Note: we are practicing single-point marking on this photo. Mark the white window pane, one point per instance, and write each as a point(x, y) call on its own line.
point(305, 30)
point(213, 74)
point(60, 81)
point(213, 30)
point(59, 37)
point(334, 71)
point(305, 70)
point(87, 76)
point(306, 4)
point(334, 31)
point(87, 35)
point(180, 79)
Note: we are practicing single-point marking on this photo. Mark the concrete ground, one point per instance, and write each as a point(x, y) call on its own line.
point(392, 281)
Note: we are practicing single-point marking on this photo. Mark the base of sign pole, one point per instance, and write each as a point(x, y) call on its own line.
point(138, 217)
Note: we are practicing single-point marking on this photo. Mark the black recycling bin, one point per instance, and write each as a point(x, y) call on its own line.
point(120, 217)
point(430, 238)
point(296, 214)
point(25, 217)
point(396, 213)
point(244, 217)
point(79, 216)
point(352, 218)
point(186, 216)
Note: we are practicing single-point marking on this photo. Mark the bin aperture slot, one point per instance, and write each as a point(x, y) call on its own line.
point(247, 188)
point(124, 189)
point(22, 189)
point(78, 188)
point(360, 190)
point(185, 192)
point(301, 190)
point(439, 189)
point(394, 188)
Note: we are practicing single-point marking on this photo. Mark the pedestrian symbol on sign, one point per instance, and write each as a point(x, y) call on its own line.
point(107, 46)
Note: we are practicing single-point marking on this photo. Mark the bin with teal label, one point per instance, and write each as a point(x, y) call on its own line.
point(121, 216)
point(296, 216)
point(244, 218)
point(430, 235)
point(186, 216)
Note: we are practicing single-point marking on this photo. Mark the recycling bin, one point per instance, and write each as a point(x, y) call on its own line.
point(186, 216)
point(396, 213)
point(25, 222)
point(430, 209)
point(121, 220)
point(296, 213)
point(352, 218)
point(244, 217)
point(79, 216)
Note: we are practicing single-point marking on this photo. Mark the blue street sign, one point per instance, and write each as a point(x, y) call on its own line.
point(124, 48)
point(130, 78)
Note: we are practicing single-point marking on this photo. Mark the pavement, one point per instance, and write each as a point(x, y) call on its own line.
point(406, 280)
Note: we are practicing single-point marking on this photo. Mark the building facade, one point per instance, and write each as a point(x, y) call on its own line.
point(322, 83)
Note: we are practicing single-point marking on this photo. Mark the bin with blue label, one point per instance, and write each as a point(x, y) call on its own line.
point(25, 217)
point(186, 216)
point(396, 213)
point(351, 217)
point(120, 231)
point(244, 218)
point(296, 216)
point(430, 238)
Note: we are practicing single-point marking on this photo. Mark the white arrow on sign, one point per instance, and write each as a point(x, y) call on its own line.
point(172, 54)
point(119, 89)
◇ ◇ ◇
> PROBLEM STATEMENT
Output all records verbatim.

> SOLVED PROBLEM
Note: we are practicing single-point marking on this photo. Mark the white window pane, one point per instance, and write each as a point(x, y) call on its own line.
point(305, 30)
point(213, 74)
point(60, 81)
point(213, 30)
point(59, 37)
point(334, 71)
point(305, 70)
point(87, 76)
point(306, 4)
point(334, 31)
point(87, 35)
point(180, 79)
Note: we are practicing single-point marking on this photo. Mark the concrete ground, one point per instance, and write each as a point(x, y) call on its own line.
point(392, 281)
Note: we are practicing single-point marking on this photo. Mark the base of sign pole, one point per instance, and write each as a point(x, y) call on its own line.
point(138, 217)
Note: we are practicing single-point marking on this photo. Mark the black recycling bin, one point per instance, and write each as a point(x, y) call on its own line.
point(120, 217)
point(430, 238)
point(296, 214)
point(25, 217)
point(396, 213)
point(244, 217)
point(79, 216)
point(352, 218)
point(186, 216)
Note: we are practicing single-point marking on this photo. Mark the bin aperture slot, one point per instance, and write each as a point(x, y) call on its own line.
point(247, 188)
point(124, 189)
point(22, 189)
point(78, 188)
point(360, 190)
point(185, 192)
point(301, 190)
point(439, 189)
point(394, 188)
Note: we are practicing single-point marking on this photo. Mark the pedestrian symbol on sign, one point per instance, and write each as a point(x, y) call on its own line.
point(107, 46)
Note: we are practicing single-point marking on this photo. Mark the bin with teal label, one point per instance, and write each as a point(x, y) call on its own line.
point(121, 216)
point(296, 216)
point(244, 218)
point(430, 235)
point(186, 216)
Note: we are practicing single-point marking on this photo. Mark the recycling bin, one point per instance, and write each as a point(x, y) call on its own line.
point(186, 216)
point(396, 213)
point(25, 222)
point(430, 209)
point(121, 220)
point(296, 213)
point(352, 218)
point(244, 217)
point(79, 216)
Note: we are practicing single-point marking on this photo. Mark the blue street sign, one point per instance, and write each as a point(x, y) call on its own line.
point(124, 48)
point(130, 78)
Note: we are practicing single-point marking on this photo. Mark the pavement, one point per instance, and write each as a point(x, y) call on its own line.
point(406, 280)
Note: we are practicing single-point marking on this photo. Mark the building facade, one point per instance, and write each as a point(x, y) call on its own line.
point(322, 83)
Note: we are practicing single-point marking on this photo. Mark the bin with blue label, one point per instance, and write each as a point(x, y) call on its own line.
point(25, 217)
point(186, 216)
point(396, 213)
point(351, 217)
point(120, 231)
point(244, 218)
point(296, 216)
point(430, 238)
Note: we are practicing single-point marking on this photo. Mark the white arrow on sign, one point per instance, and write each as a point(x, y) call on its own line.
point(172, 54)
point(119, 89)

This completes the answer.